INFORMATION SUPPLIED »
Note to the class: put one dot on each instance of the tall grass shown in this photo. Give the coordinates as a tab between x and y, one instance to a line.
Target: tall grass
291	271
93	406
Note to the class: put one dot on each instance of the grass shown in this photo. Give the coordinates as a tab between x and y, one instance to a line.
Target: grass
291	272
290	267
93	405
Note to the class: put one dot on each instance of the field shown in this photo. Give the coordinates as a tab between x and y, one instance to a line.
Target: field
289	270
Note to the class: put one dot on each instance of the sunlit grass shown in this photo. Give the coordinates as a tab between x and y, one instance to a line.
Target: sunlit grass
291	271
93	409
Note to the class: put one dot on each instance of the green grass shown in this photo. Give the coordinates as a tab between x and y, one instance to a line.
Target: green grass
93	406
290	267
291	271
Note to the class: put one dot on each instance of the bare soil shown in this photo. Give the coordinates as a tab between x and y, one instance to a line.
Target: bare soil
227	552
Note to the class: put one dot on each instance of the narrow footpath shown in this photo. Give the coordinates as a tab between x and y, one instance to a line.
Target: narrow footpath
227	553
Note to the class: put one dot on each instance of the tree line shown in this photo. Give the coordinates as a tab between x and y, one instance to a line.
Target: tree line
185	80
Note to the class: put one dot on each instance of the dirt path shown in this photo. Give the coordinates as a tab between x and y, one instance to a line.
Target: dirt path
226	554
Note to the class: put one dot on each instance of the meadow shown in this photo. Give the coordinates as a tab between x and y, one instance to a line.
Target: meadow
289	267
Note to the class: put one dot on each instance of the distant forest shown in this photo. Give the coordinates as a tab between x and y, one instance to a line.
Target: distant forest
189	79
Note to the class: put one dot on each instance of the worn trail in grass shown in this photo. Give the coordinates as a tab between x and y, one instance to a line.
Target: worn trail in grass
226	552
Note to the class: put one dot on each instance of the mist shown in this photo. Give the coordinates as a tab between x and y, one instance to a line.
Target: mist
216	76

* * *

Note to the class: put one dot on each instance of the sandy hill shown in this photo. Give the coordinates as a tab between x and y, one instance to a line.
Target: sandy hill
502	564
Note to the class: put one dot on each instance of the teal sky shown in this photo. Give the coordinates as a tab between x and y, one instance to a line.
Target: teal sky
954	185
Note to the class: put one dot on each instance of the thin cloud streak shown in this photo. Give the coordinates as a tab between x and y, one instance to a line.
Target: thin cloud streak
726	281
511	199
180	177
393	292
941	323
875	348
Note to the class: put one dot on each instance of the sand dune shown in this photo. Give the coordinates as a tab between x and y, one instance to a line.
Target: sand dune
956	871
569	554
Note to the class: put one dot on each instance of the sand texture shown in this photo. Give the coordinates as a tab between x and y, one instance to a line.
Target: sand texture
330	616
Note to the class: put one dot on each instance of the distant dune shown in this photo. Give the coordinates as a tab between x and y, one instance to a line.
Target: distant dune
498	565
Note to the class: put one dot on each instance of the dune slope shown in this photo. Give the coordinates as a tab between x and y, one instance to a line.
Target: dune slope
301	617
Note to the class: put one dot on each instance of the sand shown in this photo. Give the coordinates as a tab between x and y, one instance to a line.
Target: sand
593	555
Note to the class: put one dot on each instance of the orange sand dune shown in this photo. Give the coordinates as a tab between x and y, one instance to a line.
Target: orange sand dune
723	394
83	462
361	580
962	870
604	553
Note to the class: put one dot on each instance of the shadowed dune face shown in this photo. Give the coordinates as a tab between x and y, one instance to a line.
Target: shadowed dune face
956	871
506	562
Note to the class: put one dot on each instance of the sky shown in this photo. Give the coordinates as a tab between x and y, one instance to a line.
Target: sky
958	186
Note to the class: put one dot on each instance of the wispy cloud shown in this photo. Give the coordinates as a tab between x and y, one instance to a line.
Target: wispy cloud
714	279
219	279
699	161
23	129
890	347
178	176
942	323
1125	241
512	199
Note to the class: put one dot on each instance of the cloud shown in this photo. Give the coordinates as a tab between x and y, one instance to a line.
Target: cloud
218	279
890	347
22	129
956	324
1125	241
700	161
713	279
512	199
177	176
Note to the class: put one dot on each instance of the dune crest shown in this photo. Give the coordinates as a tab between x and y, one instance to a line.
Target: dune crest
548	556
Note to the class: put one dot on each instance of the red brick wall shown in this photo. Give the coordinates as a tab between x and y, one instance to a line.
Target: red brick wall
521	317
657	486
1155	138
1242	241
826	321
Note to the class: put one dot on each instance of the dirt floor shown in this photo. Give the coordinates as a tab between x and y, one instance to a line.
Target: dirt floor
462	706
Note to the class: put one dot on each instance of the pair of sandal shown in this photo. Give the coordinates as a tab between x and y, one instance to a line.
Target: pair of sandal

TASK GOAL » The lines above from the one containing "Target: distant forest" through the one containing "of the mist" are to be set down exactly, and no others.

ANSWER TO THE PROBLEM »
Target: distant forest
189	79
Note to the class: put one dot on each instance of the worn trail in grass shown in this photo. Give the coordinates as a tab between x and y, one instance to a line.
Target: worn trail in grass
226	552
Note to the class: put one dot on each instance of the mist shown in this photo. Give the coordinates as a tab between x and y, one instance to a line.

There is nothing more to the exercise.